> EXCERPTED PASSAGE:
Description: Value of a function given by ordered-pair class abstraction. (Contributed by Jeff Madsen, 2-Sep-2009) (Revised by Mario Carneiro, 11-Sep-2015)

		Ref	Expression
	Hypotheses	fvopab6.1	⊢ 𝐹 = { ⟨ 𝑥 , 𝑦 ⟩ ∣ ( 𝜑 ∧ 𝑦 = 𝐵 ) }
		fvopab6.2	⊢ ( 𝑥 = 𝐴 → ( 𝜑 ↔ 𝜓 ) )
		fvopab6.3	⊢ ( 𝑥 = 𝐴 → 𝐵 = 𝐶 )
	Assertion	fvopab6	⊢ ( ( 𝐴 ∈ 𝐷 ∧ 𝐶 ∈ 𝑅 ∧ 𝜓 ) → ( 𝐹 ‘ 𝐴 ) = 𝐶 )

Data listing:
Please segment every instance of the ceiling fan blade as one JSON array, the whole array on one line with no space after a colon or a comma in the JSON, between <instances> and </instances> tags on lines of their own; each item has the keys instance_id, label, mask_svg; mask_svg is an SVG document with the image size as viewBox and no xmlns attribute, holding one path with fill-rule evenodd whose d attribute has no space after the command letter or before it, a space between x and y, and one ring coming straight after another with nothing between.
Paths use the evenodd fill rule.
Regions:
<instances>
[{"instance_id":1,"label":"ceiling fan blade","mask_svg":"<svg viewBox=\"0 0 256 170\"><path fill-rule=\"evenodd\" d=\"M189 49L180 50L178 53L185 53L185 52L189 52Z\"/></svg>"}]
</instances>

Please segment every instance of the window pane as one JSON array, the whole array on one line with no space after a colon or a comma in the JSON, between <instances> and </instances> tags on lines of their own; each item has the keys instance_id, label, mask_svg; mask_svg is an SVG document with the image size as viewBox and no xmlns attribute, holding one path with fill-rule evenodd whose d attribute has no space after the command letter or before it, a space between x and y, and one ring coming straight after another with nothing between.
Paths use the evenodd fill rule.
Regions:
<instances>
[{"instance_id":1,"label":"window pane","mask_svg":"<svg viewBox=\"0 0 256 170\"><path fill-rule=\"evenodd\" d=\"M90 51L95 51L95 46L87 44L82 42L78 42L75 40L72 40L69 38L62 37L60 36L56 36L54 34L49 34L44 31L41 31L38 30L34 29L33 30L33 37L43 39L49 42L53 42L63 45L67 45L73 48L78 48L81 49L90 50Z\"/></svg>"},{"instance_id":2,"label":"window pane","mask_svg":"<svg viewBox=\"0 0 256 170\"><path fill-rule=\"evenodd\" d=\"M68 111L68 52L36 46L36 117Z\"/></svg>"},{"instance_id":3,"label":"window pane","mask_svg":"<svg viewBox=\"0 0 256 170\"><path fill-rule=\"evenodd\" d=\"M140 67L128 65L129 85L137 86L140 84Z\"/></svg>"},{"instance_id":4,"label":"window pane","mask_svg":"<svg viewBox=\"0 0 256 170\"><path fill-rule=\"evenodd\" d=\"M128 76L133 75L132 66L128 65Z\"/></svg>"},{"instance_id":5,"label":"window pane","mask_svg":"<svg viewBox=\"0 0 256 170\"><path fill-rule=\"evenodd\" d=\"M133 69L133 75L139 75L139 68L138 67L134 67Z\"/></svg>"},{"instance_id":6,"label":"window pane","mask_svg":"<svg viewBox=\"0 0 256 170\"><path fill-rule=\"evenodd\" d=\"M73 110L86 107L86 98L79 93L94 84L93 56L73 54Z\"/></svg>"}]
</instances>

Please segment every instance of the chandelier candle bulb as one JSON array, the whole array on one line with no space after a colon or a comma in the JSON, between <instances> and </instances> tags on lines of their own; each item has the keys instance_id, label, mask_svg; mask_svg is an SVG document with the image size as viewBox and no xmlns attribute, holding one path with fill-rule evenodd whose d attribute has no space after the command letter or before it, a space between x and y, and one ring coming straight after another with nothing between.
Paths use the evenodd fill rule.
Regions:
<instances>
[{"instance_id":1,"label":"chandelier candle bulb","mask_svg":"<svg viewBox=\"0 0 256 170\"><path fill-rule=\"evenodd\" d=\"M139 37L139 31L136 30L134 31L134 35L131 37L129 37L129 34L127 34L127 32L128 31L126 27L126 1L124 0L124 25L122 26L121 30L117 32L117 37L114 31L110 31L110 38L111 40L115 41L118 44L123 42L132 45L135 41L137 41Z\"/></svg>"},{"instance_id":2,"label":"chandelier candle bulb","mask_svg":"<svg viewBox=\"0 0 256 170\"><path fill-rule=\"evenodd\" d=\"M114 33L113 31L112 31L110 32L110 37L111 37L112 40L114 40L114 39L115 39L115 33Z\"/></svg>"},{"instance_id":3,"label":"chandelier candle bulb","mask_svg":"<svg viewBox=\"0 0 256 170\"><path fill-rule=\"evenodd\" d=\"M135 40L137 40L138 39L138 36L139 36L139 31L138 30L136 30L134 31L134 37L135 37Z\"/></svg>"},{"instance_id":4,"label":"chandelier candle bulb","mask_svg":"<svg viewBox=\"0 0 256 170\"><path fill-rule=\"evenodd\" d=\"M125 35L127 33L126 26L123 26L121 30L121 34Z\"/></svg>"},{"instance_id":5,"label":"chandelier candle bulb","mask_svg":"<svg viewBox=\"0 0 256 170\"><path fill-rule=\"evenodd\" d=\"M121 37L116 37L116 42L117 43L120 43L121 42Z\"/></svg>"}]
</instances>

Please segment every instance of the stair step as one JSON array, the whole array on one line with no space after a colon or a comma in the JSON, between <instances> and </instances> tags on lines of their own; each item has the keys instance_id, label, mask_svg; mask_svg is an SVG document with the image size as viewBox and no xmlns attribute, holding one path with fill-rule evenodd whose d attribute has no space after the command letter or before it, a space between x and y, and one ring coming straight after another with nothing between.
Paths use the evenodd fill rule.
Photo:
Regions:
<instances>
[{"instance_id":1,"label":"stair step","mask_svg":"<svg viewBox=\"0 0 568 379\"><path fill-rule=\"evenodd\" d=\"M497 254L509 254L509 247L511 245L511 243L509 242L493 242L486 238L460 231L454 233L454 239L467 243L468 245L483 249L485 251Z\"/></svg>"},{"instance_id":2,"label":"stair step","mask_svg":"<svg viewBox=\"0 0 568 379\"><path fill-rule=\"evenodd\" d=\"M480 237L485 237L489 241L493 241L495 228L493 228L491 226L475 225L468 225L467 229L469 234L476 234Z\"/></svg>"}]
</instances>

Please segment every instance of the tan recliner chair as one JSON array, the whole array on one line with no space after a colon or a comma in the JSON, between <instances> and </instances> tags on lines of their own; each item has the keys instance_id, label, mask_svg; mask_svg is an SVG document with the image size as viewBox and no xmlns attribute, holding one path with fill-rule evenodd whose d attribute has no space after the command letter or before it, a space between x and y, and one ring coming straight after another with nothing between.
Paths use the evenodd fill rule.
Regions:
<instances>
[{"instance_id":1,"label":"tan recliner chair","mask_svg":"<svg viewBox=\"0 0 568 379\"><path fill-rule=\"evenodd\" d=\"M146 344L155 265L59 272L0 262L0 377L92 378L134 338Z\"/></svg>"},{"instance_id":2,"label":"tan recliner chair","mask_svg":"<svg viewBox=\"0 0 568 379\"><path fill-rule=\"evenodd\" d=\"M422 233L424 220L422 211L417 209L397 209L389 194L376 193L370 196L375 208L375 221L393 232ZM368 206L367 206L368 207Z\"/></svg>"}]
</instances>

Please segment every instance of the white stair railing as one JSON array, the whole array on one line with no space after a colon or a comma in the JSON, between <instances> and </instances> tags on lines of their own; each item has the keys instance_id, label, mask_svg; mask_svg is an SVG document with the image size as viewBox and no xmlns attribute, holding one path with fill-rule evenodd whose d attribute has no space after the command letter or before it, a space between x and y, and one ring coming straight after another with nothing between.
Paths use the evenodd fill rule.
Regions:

> TASKS TO COMPLETE:
A – According to the theorem excerpt, who contributed this theorem, and on what date?
B – From the records, extract every line starting with the one that contains "Please segment every instance of the white" and running through the end of the records, inclusive.
The text and the records are unrelated pieces of material.

> ANSWERS TO THE EXERCISES:
A – Jeff Madsen, on 2-Sep-2009.

B –
Please segment every instance of the white stair railing as one JSON array, the whole array on one line with no space after a colon or a comma in the JSON, between <instances> and </instances> tags on lines of their own; each item has the keys instance_id, label, mask_svg; mask_svg is an SVG document with the image size as viewBox and no xmlns attribute, holding one path with fill-rule evenodd whose d attribute has no space after the command letter or before it, a space between x and y, and one ring coming straight after another with nothing between.
Paths use the evenodd fill rule.
Regions:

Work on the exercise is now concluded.